— begin RECORDS FOR THE EXERCISE —

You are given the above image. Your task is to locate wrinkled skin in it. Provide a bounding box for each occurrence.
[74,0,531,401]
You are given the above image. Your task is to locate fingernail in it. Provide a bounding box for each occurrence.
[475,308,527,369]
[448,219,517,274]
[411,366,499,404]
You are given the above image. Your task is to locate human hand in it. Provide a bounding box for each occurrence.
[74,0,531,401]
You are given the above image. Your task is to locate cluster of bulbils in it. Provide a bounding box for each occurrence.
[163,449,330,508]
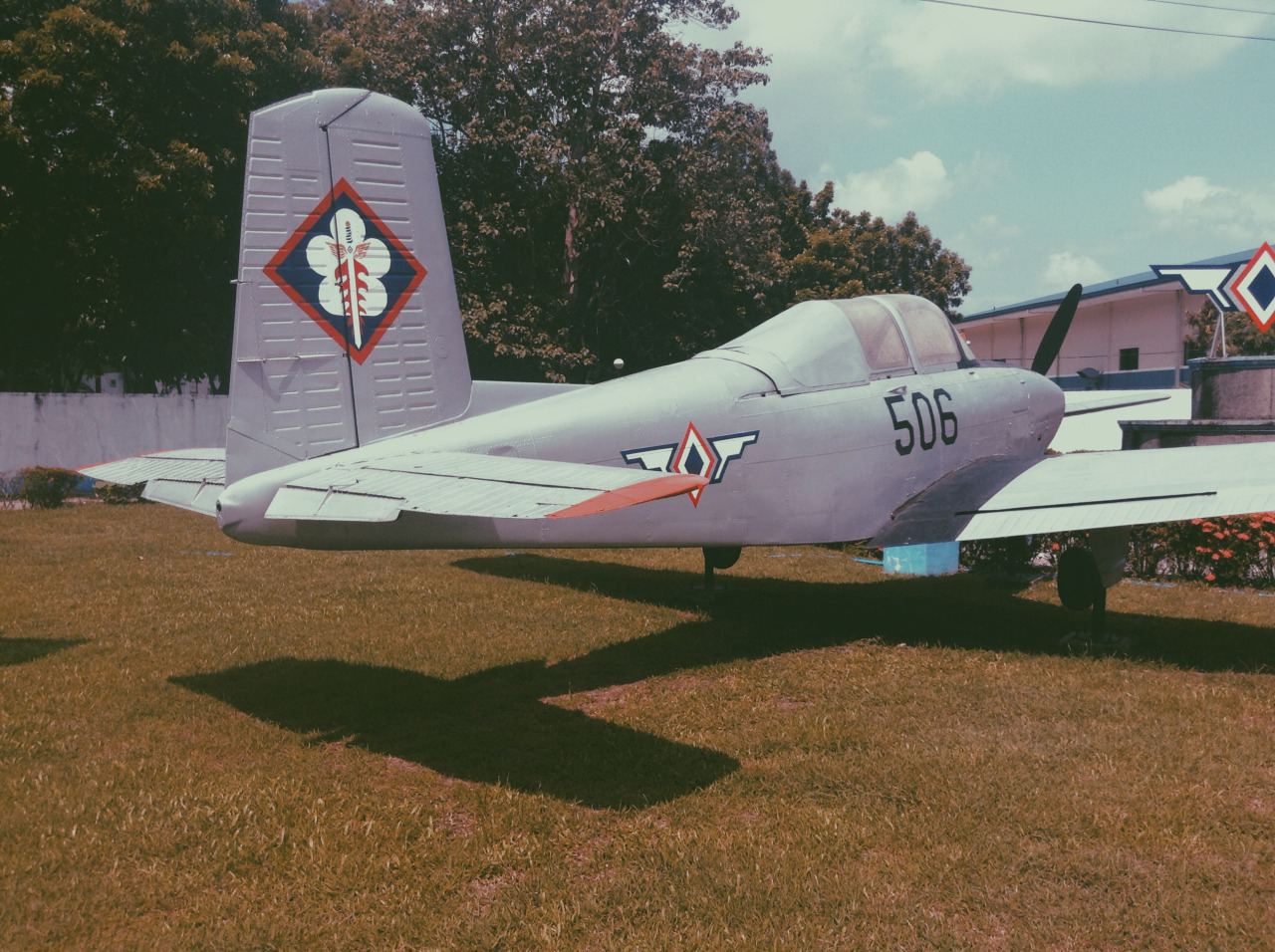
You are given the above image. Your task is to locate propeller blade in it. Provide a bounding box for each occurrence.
[1032,284,1083,376]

— end RECORDS FOR THE EXERCISE —

INSTRUCTIONS FOR THE TASK:
Rewrite every line of the records above as a Markdown table with the columns "Row" and "Record line," numbering the rows in order, skipping blank lines, and leaving out the pictures.

ANSWER TO THE EXERCISE:
| Row | Record line |
|---|---|
| 1 | You are given the above image. Your task is to locate wrinkled skin in it. Provide a bounding box for each occurrence. |
| 2 | [74,0,531,401] |
| 3 | You are given the above image. Your task is to locate fingernail in it. Provide a bounding box for each occurrence. |
| 4 | [475,308,527,369] |
| 5 | [448,219,517,274] |
| 6 | [411,366,499,404] |
| 7 | You are given the above image. Your task is to locate human hand in it. Provide a bounding box for each occurrence. |
| 8 | [74,0,531,401] |
| 9 | You are given the above image. Your task is to locate cluster of bulbils in it. Provide a bounding box for each occurrence. |
| 10 | [163,449,330,508] |
| 11 | You are given the above image. Your task is to locate propeller blade in it. Provide a bounding box for each occurrence. |
| 12 | [1032,284,1083,376] |